Render all of the data below as a numbered list, leaving out any blank lines.

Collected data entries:
= = = =
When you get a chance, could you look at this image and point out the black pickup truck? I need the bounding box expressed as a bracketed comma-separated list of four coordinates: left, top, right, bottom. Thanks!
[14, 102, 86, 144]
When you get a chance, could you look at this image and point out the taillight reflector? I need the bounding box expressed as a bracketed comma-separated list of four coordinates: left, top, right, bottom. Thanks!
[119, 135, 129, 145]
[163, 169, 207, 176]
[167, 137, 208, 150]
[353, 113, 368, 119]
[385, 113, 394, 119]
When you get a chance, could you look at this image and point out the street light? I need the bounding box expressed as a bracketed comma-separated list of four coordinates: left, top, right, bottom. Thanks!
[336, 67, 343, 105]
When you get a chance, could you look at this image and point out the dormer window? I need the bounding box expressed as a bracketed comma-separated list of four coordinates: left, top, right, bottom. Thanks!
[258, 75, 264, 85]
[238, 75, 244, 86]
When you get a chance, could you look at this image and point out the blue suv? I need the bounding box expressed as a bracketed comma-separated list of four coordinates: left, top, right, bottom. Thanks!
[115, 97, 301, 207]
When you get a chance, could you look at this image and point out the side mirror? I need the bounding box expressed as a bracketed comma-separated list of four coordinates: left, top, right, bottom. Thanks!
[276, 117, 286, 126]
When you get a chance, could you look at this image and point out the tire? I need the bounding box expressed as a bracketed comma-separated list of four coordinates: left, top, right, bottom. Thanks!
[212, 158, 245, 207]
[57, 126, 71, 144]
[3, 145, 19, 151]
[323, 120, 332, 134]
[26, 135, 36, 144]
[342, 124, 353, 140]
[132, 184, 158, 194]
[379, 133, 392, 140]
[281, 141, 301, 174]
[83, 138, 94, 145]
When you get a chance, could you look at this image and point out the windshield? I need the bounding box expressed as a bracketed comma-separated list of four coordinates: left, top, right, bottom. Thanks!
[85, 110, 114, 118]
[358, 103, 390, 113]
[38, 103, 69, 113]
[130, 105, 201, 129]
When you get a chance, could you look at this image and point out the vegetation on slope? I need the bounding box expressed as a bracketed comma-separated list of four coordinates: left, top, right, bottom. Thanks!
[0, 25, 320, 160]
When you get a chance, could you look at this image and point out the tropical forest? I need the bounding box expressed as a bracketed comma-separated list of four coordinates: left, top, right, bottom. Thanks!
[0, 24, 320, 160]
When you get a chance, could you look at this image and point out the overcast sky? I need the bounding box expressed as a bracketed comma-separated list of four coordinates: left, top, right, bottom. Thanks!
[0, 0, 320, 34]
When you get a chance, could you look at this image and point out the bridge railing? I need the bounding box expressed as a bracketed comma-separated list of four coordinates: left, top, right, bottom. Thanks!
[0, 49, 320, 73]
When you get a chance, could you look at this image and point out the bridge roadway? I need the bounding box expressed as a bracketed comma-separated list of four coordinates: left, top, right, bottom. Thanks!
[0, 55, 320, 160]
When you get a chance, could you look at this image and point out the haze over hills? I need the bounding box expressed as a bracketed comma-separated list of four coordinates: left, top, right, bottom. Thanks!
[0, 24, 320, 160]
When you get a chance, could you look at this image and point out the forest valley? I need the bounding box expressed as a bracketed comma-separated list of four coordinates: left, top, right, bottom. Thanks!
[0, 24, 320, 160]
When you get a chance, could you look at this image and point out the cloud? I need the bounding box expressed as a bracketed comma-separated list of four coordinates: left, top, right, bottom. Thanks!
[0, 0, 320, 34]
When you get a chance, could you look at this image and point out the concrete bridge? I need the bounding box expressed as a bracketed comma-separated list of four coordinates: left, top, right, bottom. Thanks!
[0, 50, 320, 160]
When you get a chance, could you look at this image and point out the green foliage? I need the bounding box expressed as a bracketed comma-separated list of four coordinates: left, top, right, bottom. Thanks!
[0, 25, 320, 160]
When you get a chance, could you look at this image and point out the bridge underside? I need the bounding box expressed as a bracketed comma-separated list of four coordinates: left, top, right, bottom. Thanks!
= = = =
> [WORKED SOLUTION]:
1. When you get a chance, could you look at this image and point out the black pickup truck? I need the bounding box expressed as a bracketed comma-separated list of four coordinates: left, top, right, bottom. Thanks!
2. [14, 102, 86, 144]
3. When you get a chance, could you look at this image and point out the taillight reflector? I need the bounding box expressed as a bracketed comma-separated list of four coordinates: left, top, right, bottom. Thanks!
4. [119, 135, 129, 145]
5. [163, 169, 207, 176]
6. [167, 137, 208, 150]
7. [353, 113, 368, 119]
8. [385, 113, 394, 119]
9. When you get a chance, could you look at this image and point out the street light? I need the bounding box expressed as a bracketed comma-separated list of four coordinates: left, top, right, bottom. Thanks!
10. [336, 67, 343, 105]
11. When you get a chance, could you look at this image and point out the dormer window? I need the bounding box expressed as a bracketed comma-separated list of four coordinates: left, top, right, bottom. Thanks!
12. [258, 75, 264, 85]
13. [238, 75, 244, 86]
14. When you get a chance, could you look at this image and point out the blue suv? I need the bounding box expressed as a bracketed comma-separated list of four coordinates: left, top, right, bottom. Thanks!
15. [115, 97, 301, 207]
16. When you get a chance, could you look at this image and point out the side mirror? I need the bounding box expressed as a bracketed comma-separated list of four coordinates: left, top, right, bottom. Thanks!
17. [276, 117, 286, 126]
18. When you get a chance, could you look at this image and point out the tire? I need the bounding box expressed as a bracketed comma-separated list of four coordinates: left, top, right, bottom. Thanks!
19. [212, 158, 245, 207]
20. [57, 126, 71, 144]
21. [3, 145, 19, 151]
22. [323, 120, 332, 134]
23. [26, 135, 36, 144]
24. [342, 124, 353, 140]
25. [132, 184, 158, 194]
26. [379, 133, 392, 140]
27. [281, 141, 301, 174]
28. [83, 138, 94, 145]
29. When you get a chance, could you look at this image and point out the windshield? I need the bounding box expressed as a bracketed comma-separated list of four coordinates: left, top, right, bottom. Thanks!
30. [85, 110, 114, 118]
31. [358, 103, 390, 113]
32. [38, 103, 69, 113]
33. [130, 105, 201, 129]
34. When you get a chance, could you look at this image and point out the vegetation on slope? I need the bounding box expressed as a bracketed comma-separated list of four coordinates: left, top, right, bottom. Thanks!
35. [0, 25, 320, 160]
36. When you get a chance, could you look at this image and point out the tropical forest? I need the bounding box expressed as a bracketed comma-separated list of four coordinates: left, top, right, bottom. Thanks!
37. [0, 24, 320, 160]
38. When you get a chance, could you look at this image and point out the overcast sky? I need the bounding box expressed as a bracketed comma-separated list of four coordinates: left, top, right, bottom. Thanks!
39. [0, 0, 320, 34]
40. When you get a chance, could you look at this image and point out the bridge railing? I need the bounding box expressed as a bracketed comma-separated list of four coordinates: left, top, right, bottom. Thanks!
41. [0, 49, 320, 73]
42. When you get a chance, could you look at this image and point out the bridge roadway? I need the bounding box expressed as a bracketed comma-separated list of four coordinates: left, top, right, bottom. Thanks!
43. [0, 55, 320, 160]
44. When you get a chance, could you look at this image and point out the haze over hills? I need the bounding box expressed as a bracketed comma-separated list of four coordinates: left, top, right, bottom. Thanks!
45. [0, 24, 320, 160]
46. When you get a chance, could you look at this image and point out the forest valley? I need the bounding box expressed as a bracketed comma-separated list of four coordinates: left, top, right, bottom. Thanks!
47. [0, 24, 320, 160]
48. When you get a chance, could you look at this image and point out the cloud? I need the bounding box expressed as a bracketed comma-separated list of four coordinates: left, top, right, bottom. Thanks!
49. [0, 0, 320, 34]
50. When you get a chance, could you look at this image and point out the concrete bridge? I need the bounding box expressed as a bracketed comma-separated list of four coordinates: left, top, right, bottom. Thanks!
51. [0, 50, 320, 160]
52. When you get a chance, could you look at this image and point out the green foliage? I need the bounding box expressed as a bracketed comma-separated list of four coordinates: left, top, right, bottom. Thanks!
53. [0, 25, 320, 160]
54. When you get a chance, could you look at this image and point out the bridge underside? I need the bounding box expressed as a bracketed comma-separated list of four coordinates: left, top, right, bottom. Thanks!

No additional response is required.